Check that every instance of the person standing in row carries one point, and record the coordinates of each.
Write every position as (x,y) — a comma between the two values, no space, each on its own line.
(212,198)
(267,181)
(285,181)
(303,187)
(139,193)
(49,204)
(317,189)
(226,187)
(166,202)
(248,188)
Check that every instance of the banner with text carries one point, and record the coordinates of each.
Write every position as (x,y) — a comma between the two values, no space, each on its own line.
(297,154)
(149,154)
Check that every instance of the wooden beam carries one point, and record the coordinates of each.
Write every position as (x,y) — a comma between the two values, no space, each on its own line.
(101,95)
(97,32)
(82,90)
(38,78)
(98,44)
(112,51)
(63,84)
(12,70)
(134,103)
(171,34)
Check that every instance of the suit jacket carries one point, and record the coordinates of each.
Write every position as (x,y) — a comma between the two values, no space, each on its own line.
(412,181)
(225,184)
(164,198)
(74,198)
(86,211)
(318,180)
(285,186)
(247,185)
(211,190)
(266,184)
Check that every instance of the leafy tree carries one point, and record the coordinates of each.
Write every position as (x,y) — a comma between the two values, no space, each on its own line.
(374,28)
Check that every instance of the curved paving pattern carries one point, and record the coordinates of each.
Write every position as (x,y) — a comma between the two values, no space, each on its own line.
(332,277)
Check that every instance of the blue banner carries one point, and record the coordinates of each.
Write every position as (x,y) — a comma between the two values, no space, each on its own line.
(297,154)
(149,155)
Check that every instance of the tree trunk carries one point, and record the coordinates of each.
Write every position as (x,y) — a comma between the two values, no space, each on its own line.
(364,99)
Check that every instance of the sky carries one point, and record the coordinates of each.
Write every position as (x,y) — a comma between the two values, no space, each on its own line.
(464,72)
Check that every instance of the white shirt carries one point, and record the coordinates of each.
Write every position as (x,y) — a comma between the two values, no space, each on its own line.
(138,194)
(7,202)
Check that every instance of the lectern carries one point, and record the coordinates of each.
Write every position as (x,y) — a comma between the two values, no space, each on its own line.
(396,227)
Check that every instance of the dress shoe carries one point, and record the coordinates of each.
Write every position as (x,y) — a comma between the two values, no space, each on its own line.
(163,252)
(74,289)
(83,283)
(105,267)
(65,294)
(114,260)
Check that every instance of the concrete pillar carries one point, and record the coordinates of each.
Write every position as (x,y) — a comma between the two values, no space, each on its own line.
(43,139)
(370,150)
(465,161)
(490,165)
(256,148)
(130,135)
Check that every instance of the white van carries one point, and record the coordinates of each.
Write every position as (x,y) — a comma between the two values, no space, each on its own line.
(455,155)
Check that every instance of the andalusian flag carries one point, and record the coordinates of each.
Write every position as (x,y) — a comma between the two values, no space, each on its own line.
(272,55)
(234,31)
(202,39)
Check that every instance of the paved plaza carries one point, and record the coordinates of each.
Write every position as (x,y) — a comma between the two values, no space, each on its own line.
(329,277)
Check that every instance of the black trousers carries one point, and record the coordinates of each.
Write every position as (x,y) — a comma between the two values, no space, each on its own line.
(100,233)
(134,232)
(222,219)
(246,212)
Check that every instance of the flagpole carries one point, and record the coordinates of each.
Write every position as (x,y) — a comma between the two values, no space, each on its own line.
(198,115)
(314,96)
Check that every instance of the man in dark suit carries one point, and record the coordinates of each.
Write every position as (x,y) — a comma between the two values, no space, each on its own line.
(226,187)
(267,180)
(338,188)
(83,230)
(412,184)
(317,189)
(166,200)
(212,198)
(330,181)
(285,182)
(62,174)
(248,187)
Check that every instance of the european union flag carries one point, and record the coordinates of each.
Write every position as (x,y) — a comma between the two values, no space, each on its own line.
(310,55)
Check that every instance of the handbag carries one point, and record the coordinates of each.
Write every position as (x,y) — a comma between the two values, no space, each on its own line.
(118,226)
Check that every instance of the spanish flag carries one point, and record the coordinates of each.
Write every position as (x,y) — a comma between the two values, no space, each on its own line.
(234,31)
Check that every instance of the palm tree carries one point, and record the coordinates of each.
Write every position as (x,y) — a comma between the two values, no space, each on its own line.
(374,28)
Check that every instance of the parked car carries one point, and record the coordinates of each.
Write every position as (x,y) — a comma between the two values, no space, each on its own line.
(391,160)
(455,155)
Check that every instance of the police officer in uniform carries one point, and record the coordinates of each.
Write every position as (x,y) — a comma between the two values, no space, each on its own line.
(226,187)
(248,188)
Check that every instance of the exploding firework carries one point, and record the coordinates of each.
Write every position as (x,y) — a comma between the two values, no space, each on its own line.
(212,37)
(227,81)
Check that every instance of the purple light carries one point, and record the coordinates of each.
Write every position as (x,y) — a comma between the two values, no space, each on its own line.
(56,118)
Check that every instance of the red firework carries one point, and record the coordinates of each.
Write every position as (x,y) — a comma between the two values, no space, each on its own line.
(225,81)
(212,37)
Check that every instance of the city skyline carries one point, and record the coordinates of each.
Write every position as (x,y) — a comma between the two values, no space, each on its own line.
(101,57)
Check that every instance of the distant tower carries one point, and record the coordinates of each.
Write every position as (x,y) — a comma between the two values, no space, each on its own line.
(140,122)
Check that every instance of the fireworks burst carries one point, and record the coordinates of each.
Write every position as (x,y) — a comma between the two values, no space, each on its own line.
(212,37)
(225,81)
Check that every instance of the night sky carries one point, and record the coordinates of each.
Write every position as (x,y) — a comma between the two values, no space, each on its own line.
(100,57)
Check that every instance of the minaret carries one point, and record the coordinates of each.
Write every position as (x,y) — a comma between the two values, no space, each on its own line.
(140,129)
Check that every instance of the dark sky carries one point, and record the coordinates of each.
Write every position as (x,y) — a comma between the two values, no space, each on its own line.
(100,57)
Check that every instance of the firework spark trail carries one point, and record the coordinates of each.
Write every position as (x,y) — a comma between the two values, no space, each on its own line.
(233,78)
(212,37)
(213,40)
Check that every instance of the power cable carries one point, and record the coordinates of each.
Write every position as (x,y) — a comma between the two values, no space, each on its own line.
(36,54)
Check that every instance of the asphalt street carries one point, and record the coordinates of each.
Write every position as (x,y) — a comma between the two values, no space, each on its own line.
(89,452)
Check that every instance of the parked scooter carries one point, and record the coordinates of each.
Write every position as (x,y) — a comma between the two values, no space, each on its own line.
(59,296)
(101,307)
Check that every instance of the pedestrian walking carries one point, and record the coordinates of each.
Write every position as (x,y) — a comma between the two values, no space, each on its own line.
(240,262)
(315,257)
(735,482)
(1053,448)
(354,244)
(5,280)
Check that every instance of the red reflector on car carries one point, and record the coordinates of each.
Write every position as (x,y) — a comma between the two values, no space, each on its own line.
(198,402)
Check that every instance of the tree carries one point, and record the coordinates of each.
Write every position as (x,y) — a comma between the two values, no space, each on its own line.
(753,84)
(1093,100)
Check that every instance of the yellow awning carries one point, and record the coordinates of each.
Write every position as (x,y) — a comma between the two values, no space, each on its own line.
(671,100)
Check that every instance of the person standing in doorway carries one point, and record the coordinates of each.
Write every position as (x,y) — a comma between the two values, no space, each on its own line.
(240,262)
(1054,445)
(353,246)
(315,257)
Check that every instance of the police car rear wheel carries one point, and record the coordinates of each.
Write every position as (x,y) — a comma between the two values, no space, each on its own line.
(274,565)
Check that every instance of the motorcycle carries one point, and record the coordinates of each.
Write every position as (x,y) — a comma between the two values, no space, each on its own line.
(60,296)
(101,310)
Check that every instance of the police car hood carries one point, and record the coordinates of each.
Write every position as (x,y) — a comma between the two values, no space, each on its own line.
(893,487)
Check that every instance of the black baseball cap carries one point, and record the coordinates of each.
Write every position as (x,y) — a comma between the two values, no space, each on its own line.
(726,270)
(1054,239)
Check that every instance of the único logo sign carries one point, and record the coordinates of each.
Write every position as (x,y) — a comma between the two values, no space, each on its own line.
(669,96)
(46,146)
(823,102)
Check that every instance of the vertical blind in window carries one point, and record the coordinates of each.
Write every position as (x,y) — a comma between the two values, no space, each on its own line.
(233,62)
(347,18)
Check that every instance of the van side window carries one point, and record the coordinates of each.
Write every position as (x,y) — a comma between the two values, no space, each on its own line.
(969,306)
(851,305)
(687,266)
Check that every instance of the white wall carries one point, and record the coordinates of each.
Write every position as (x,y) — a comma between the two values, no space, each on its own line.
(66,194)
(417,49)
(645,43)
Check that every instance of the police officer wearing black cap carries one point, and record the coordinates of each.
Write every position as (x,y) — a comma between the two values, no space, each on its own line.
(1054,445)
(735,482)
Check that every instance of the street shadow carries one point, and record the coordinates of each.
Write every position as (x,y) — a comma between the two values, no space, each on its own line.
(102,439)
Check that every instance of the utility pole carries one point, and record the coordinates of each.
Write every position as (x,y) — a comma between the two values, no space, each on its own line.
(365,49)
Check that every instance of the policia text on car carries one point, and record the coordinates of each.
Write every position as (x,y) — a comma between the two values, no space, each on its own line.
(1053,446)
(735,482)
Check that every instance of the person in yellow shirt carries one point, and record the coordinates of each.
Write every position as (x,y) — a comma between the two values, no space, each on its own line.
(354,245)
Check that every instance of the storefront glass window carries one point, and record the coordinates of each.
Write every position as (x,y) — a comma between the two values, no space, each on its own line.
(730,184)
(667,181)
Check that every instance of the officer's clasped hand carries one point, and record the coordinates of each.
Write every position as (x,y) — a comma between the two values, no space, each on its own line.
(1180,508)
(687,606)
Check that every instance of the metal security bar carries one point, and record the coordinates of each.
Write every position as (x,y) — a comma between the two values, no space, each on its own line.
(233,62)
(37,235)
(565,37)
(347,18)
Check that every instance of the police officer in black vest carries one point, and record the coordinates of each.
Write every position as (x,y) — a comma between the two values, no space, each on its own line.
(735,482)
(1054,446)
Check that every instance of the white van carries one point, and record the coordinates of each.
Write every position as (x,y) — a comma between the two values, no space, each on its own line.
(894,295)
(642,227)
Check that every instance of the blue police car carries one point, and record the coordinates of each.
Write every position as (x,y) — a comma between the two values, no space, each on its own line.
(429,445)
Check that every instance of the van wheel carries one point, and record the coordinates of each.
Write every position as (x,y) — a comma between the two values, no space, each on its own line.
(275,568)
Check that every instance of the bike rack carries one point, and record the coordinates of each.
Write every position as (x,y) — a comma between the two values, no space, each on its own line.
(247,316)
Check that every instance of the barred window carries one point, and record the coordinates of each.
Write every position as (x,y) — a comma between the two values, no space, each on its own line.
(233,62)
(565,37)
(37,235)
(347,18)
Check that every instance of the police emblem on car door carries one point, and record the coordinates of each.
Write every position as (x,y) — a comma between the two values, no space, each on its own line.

+---+

▶ **REQUIRED WORK**
Whenever a line of the data includes "suit", copy that line.

▶ **ANSWER TO THIS EXERCISE**
Check that every instance of the suit jacket carries one point, and record the coordinates of each.
Check that every instance of the man in dark suit carries one point, and record the coordinates of each.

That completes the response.